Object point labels
# # # # # # #

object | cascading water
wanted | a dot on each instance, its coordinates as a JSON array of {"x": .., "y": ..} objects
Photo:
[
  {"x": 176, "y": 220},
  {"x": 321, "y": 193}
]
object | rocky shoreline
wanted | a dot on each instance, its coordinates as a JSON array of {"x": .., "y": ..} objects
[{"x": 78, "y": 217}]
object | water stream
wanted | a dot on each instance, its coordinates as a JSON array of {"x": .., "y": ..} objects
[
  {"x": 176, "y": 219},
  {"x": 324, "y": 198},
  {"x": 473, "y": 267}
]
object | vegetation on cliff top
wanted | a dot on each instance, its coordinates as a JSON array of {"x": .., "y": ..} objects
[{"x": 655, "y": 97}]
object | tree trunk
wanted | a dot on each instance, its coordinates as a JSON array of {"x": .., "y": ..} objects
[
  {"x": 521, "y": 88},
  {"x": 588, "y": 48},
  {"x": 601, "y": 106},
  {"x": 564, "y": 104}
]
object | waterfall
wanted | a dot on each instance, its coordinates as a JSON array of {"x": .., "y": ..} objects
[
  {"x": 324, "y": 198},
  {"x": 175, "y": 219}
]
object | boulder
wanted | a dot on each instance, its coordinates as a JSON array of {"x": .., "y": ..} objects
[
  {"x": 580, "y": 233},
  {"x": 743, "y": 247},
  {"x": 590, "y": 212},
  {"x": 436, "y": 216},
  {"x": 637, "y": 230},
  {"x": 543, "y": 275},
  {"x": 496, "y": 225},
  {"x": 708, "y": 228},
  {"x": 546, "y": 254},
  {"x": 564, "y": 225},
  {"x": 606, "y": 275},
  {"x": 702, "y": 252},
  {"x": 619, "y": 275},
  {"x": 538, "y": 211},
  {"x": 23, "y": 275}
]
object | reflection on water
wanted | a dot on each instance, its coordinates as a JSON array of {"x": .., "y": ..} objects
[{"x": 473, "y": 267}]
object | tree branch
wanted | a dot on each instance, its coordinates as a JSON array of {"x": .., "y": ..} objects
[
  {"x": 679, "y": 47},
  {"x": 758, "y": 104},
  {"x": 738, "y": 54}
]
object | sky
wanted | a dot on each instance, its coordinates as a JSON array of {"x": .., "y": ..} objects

# # # # # # #

• **Stated exercise**
Once more, set down the full listing, verbatim.

• **Output**
object | cascading water
wanted | a dot on each instance, its coordinates as a JSON array of {"x": .., "y": ..} objects
Photo:
[
  {"x": 176, "y": 220},
  {"x": 321, "y": 193}
]
object | rocky shoreline
wanted | a dot on each instance, its coordinates as a JSON array of {"x": .., "y": ..} objects
[{"x": 78, "y": 217}]
object | water stream
wanted | a dot on each instance, its coordinates as a JSON array of {"x": .., "y": ..} objects
[
  {"x": 176, "y": 219},
  {"x": 324, "y": 198},
  {"x": 473, "y": 267}
]
object | vegetation on cliff top
wanted | a dot on each instance, its coordinates as a JSON array of {"x": .., "y": ..} objects
[{"x": 655, "y": 97}]
object | tree trunk
wanted | a dot on each instance, its coordinates as a JSON array of {"x": .., "y": ..} objects
[
  {"x": 521, "y": 88},
  {"x": 588, "y": 48},
  {"x": 601, "y": 106},
  {"x": 564, "y": 104}
]
object | waterfall
wanted | a dot on each instance, its coordinates as a JSON array of {"x": .., "y": ..} objects
[
  {"x": 324, "y": 198},
  {"x": 175, "y": 219}
]
object | boulder
wanted | a dot on each instance, its coordinates as a JSON array of {"x": .., "y": ..} objects
[
  {"x": 580, "y": 233},
  {"x": 743, "y": 247},
  {"x": 590, "y": 212},
  {"x": 436, "y": 216},
  {"x": 637, "y": 230},
  {"x": 543, "y": 275},
  {"x": 496, "y": 225},
  {"x": 708, "y": 228},
  {"x": 546, "y": 254},
  {"x": 564, "y": 225},
  {"x": 606, "y": 275},
  {"x": 702, "y": 252},
  {"x": 619, "y": 275},
  {"x": 538, "y": 211},
  {"x": 23, "y": 275}
]
object | reflection on water
wanted | a dot on each instance, its coordinates as a JSON array of {"x": .., "y": ..} objects
[{"x": 473, "y": 267}]
object | tree branch
wanted | a dot on each instance, its coordinates as a JSON array of {"x": .., "y": ..} objects
[
  {"x": 679, "y": 47},
  {"x": 758, "y": 104},
  {"x": 738, "y": 54}
]
object | sky
wanted | a dot on each instance, its coordinates as a JSON array of {"x": .., "y": ..} objects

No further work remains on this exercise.